### Data extract ###
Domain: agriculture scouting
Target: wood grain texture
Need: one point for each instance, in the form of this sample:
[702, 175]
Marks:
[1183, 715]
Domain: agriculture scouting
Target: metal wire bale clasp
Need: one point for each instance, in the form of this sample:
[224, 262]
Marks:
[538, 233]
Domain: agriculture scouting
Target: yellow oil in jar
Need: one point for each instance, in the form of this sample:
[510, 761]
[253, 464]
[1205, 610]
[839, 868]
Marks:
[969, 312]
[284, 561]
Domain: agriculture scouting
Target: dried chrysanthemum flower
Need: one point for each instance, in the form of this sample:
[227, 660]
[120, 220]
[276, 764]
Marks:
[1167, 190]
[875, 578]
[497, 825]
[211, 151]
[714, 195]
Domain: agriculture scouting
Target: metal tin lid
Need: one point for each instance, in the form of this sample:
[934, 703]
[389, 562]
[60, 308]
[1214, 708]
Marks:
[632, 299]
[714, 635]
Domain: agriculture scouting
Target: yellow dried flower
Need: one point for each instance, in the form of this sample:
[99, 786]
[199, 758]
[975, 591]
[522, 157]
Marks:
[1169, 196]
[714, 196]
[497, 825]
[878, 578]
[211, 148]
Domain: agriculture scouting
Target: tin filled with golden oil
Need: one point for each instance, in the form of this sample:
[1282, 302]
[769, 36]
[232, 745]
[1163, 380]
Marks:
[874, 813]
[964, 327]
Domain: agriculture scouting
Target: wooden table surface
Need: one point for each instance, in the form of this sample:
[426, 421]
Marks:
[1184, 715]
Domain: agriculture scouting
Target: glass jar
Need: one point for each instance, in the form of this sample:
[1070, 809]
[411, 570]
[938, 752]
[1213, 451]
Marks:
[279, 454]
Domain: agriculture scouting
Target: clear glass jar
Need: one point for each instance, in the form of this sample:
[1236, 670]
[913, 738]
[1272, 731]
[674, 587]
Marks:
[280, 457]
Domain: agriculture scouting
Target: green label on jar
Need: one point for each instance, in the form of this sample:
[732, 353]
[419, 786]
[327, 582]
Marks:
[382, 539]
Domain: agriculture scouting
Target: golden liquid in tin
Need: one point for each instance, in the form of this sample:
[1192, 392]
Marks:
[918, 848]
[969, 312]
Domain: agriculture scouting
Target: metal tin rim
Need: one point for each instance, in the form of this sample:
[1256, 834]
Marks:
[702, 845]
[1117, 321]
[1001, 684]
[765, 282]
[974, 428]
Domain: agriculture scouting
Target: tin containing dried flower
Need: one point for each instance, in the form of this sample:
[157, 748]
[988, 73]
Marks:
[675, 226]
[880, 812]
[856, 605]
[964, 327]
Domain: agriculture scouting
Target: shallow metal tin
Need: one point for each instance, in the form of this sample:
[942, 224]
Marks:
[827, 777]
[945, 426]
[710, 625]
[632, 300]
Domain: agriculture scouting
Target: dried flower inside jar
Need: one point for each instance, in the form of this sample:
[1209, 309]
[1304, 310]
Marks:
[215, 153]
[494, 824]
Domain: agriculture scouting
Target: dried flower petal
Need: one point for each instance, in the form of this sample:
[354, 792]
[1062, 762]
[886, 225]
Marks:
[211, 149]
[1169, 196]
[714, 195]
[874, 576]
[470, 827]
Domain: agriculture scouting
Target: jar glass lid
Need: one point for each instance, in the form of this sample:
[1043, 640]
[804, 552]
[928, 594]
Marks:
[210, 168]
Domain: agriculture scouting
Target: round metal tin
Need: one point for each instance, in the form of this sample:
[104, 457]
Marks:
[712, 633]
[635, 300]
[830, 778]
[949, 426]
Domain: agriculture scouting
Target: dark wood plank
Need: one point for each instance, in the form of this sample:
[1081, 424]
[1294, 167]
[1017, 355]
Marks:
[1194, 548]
###
* Work task
In full and without alteration, return every line above.

* Problem solution
Domain: agriculture scouting
Target: wood grain texture
Need: one point for each instance, in the form of this sample:
[702, 175]
Marks:
[1183, 715]
Domain: agriculture scouting
Target: metal wire bale clasp
Need: one point for each instance, in the form of this sample:
[224, 262]
Marks:
[538, 233]
Domain: agriculture scouting
Target: yellow oil in jar
Need: one point for each instance, in the form of this sample:
[510, 761]
[253, 464]
[1205, 610]
[839, 868]
Marks:
[969, 312]
[284, 561]
Domain: agriculture scouting
Target: dried chrysanthemum flower
Need: one point for each instance, in the form of this sample:
[227, 660]
[120, 220]
[276, 764]
Marks:
[1167, 190]
[875, 578]
[497, 825]
[211, 151]
[714, 195]
Domain: agriculture scouting
Target: metal tin lid
Need: one point for each instance, in the form of this sample:
[934, 703]
[389, 562]
[60, 308]
[1214, 708]
Marks:
[632, 299]
[714, 635]
Domain: agriculture scouting
Target: yellow dried flower
Need: one point for each instance, in the form of this sample:
[99, 786]
[199, 758]
[975, 591]
[522, 157]
Marks:
[1169, 196]
[714, 196]
[497, 825]
[878, 578]
[211, 148]
Domain: agriculture scouting
Target: tin filled with golden oil
Need: one point for each instance, in the form of this sample:
[1282, 302]
[769, 36]
[232, 745]
[1163, 380]
Marks:
[874, 813]
[964, 327]
Domain: agriculture scouting
Target: wooden table surface
Need: one point for each instance, in the form of this sample:
[426, 421]
Marks:
[1184, 715]
Domain: agriculture scouting
Target: glass jar
Need: one point for each instance, in the form of this sample:
[1070, 809]
[411, 570]
[938, 752]
[1213, 451]
Marks:
[279, 454]
Domain: agriculture scouting
Target: clear glass jar
Need: one point for each instance, in the form of this sample:
[1236, 670]
[913, 738]
[1272, 731]
[674, 587]
Marks:
[280, 457]
Domain: agriculture scouting
Target: green label on jar
Need: one point for each instance, in the form of this sample:
[732, 353]
[419, 786]
[327, 582]
Marks:
[382, 539]
Domain: agriculture scouting
Target: golden liquid in tin
Need: one point for each instance, in the form of this sample:
[1192, 392]
Marks:
[918, 848]
[969, 312]
Domain: agriculture scouting
Target: metal tin rim
Need: one point for each instance, in the form of this sample:
[1256, 834]
Marks:
[702, 845]
[1117, 321]
[1001, 684]
[765, 282]
[974, 428]
Domain: agriculture scouting
Target: tin containing dried flower
Need: one point for each instance, in the form of this sample:
[157, 748]
[988, 73]
Marks:
[675, 226]
[880, 812]
[856, 605]
[964, 327]
Domain: agriculture scouting
Target: shallow metal tin
Need: one point for each instance, in the form of this sample:
[942, 224]
Marks:
[827, 777]
[945, 426]
[710, 625]
[632, 300]
Domain: agriculture scouting
Target: dried flower inside jar
Need: one point for each instance, in the form of this sample:
[1209, 309]
[1304, 310]
Marks:
[215, 153]
[494, 824]
Domain: agriculture scouting
Target: dried flower petal
Need: one point for each instance, in the form of this sample:
[354, 792]
[1062, 762]
[886, 225]
Marks:
[211, 149]
[1169, 196]
[714, 195]
[874, 576]
[470, 827]
Domain: agriculture scouting
Target: jar glass lid
Need: one point for each instance, in the form of this sample:
[1043, 640]
[804, 552]
[928, 594]
Marks:
[210, 168]
Domain: agriculture scouting
Target: round metal tin
Need: one point for each instance, in the form of this sample:
[104, 457]
Marks:
[712, 633]
[635, 300]
[830, 778]
[949, 426]
Domain: agriculture scouting
Target: dark wood plank
Need: one point for each instance, in the form of this sample:
[1081, 424]
[1294, 167]
[1017, 355]
Marks:
[1194, 548]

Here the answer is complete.